GOALS
1. According to the passage on sealing technology, what does vacuum pre-baking of Viton O-rings substantially reduce?
2. In the passage on sealing technology, write the part from "As might be" to "a clean board." again, replacing "sealing technology" with "vacuum sealing".

As might be expected, process needs are changing again, and technological change is alive and well. A number of new developments in sealing technology have appeared recently, and they represent the two major vectors for innovation: adapting to existing technology and going back to a clean board.

Adapting to Existing Technology

The inherent outgassing and permeation rates of elastomer O-rings have long been recognized. Vacuum pre-baking of Viton2 O-rings will substantially reduce the outgassing rate, but that’s only a part of the problem of gas loads from Viton. The degree of permeation of atmospheric gases through the O-rings has begun to militate against their use in new processes with increasingly more stringent ultimate vacuum requirements. In some cases, the ability to make up flange pairs quickly and easily drops out of the equation when the need for lower ultimate pressures are required.

Additionally, the growing need to operate many pumping lines at elevated temperatures to prevent condensation of process gases on room temperature surfaces becomes important. Even if these temperatures are not high enough to damage the O-ring material, the permeation rate increases asymptotically with increasing temperature. Since large numbers of these flanges are of the ISO standard and already on existing equipment, the economic burden of grinding off the existing ISO flanges and replacing them with copper-gasketed Conflat flanges is heavy indeed.

The most obvious fix for such a condition is to find a gasketing material that does not exhibit the same relatively high permeation rate as elastomers that are presently used. A partial fix has been applied with mixed success by using aluminum or aluminum alloy gaskets with either a diamond-shaped or coined cross section. Although softer than the stainless-steel flanges themselves, the aluminum requires a great deal more compression force than an elastomer O-ring to achieve a leak-tight seal.

DATASET SECTION
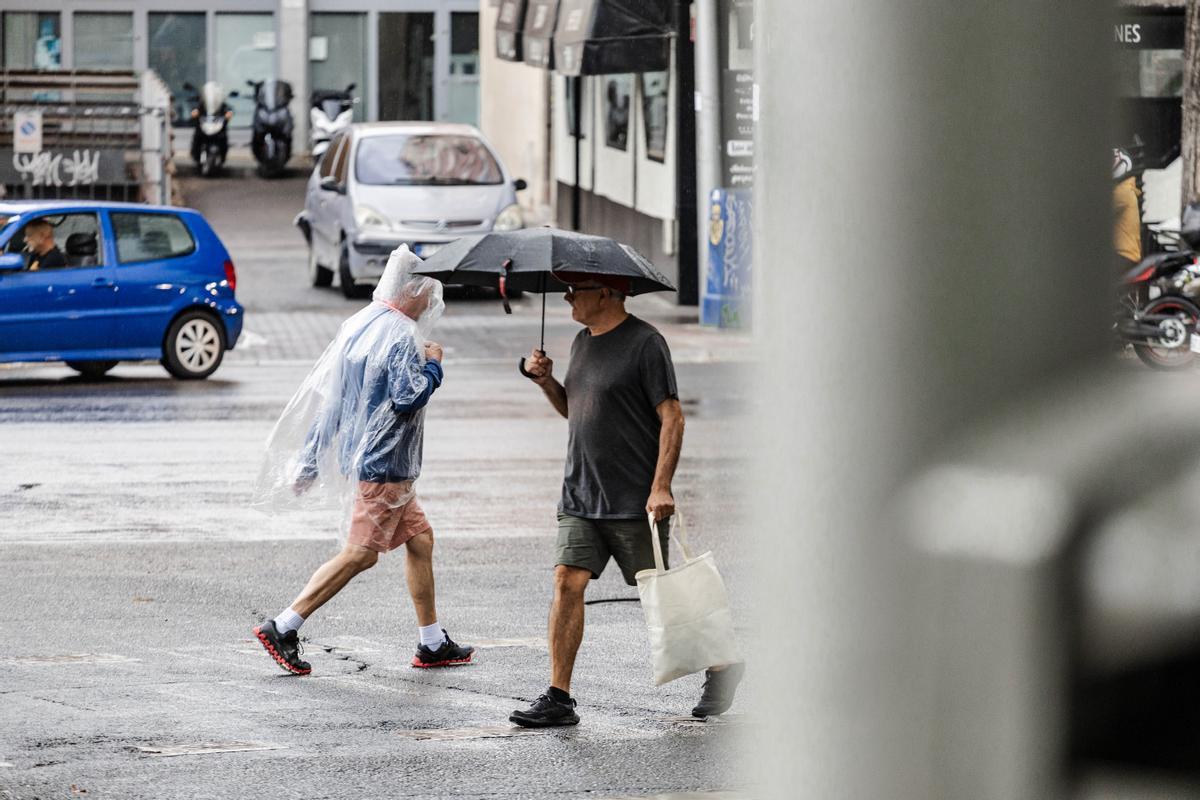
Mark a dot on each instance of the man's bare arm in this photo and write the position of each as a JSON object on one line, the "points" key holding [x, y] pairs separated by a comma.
{"points": [[661, 503], [541, 368]]}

ANSWERS IN ORDER
1. It substantially reduces the outgassing rate.

2.
As might be expected, process needs are changing again, and technological change is alive and well. A number of new developments in vacuum sealing have appeared recently, and they represent the two major vectors for innovation: adapting to existing technology and going back to a clean board.